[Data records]
--- START ---

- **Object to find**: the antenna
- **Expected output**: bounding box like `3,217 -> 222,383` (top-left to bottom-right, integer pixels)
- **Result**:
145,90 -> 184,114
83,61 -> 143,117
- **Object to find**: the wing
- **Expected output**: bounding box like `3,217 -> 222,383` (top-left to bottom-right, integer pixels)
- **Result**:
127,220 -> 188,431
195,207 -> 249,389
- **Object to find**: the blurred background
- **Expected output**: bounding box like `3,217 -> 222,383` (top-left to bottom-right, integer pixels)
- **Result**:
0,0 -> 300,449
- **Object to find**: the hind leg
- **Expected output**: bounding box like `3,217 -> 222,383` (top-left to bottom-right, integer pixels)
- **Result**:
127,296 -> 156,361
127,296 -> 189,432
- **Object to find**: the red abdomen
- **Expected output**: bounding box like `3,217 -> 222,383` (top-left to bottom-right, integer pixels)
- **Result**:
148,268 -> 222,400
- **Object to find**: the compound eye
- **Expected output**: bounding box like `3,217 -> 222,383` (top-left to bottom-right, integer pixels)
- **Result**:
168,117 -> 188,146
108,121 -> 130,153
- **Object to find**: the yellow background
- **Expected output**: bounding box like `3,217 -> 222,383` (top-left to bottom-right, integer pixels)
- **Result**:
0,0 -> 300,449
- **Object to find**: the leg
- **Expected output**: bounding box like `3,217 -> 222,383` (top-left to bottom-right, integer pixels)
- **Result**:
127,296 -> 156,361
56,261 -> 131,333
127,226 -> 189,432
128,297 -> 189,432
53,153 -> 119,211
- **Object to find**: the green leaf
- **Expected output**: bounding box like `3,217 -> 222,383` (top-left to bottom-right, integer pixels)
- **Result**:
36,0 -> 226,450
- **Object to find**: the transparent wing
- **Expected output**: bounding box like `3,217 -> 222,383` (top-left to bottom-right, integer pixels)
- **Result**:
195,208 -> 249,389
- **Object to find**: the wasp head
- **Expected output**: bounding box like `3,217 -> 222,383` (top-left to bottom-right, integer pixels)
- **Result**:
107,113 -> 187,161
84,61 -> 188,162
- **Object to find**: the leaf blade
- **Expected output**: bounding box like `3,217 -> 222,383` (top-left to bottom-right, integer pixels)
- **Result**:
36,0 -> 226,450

--- END ---

◆ Description of the task: All of the records need to be transcribed exactly.

◆ Solution to this problem:
- **Object to find**: the antenna
- **Expected output**: bounding box like `3,217 -> 222,383` (top-left to bottom-right, integer pixels)
- **Result**:
145,90 -> 184,114
83,61 -> 143,117
- **Object to find**: the wing
- **Expected output**: bounding box like `3,217 -> 222,383` (top-left to bottom-right, integer pixels)
- **Result**:
127,220 -> 188,431
195,207 -> 249,389
- **Object to find**: the blurred background
- **Expected output**: bounding box like `3,217 -> 222,383` (top-left to bottom-right, integer pixels)
- **Result**:
0,0 -> 300,449
- **Object to find**: the hind leg
- **Expected output**: bounding box like `3,217 -> 222,383` (top-left to bottom-right, integer pixels)
- **Result**:
127,296 -> 156,361
127,296 -> 189,432
- **Object to find**: the red abdomen
- **Expected output**: bounding box like `3,217 -> 222,383` (top-left to bottom-right, integer pixels)
- **Result**:
148,268 -> 222,400
- **Object to find**: the compound eye
- **Expected output**: bounding box like `3,217 -> 222,383` (top-left to bottom-right, integer pixels)
- **Result**:
168,117 -> 188,146
108,121 -> 130,153
- **Object to find**: the yellow background
- **Expected output**: bounding box like `3,217 -> 222,383` (top-left to bottom-right, integer pixels)
- **Result**:
0,0 -> 300,449
- **Object to find**: the leg
- **Expected output**: bounding box like `3,217 -> 222,383` (top-left to bottom-right, integer pixels)
- **Result**:
127,296 -> 156,361
56,261 -> 131,333
127,226 -> 189,432
128,297 -> 189,432
53,153 -> 119,211
- **Object to find**: the green leaf
- **Expected output**: bounding box like `3,217 -> 222,383` (top-left to bottom-right, integer pixels)
- **Result**:
36,0 -> 226,450
- **Object to find**: the transparent wing
- **Expected output**: bounding box like `3,217 -> 222,383` (top-left to bottom-right, integer pixels)
- **Result**:
195,208 -> 249,389
- **Object to find**: the wasp head
- **Expected output**: bounding box like `3,217 -> 222,383` (top-left to bottom-right, integer pixels)
- **Result**:
107,113 -> 187,161
84,61 -> 188,162
- **Object to find**: the leaf blade
- **Expected output**: bounding box like `3,217 -> 222,383` (top-left to bottom-right, integer pixels)
- **Result**:
36,0 -> 226,450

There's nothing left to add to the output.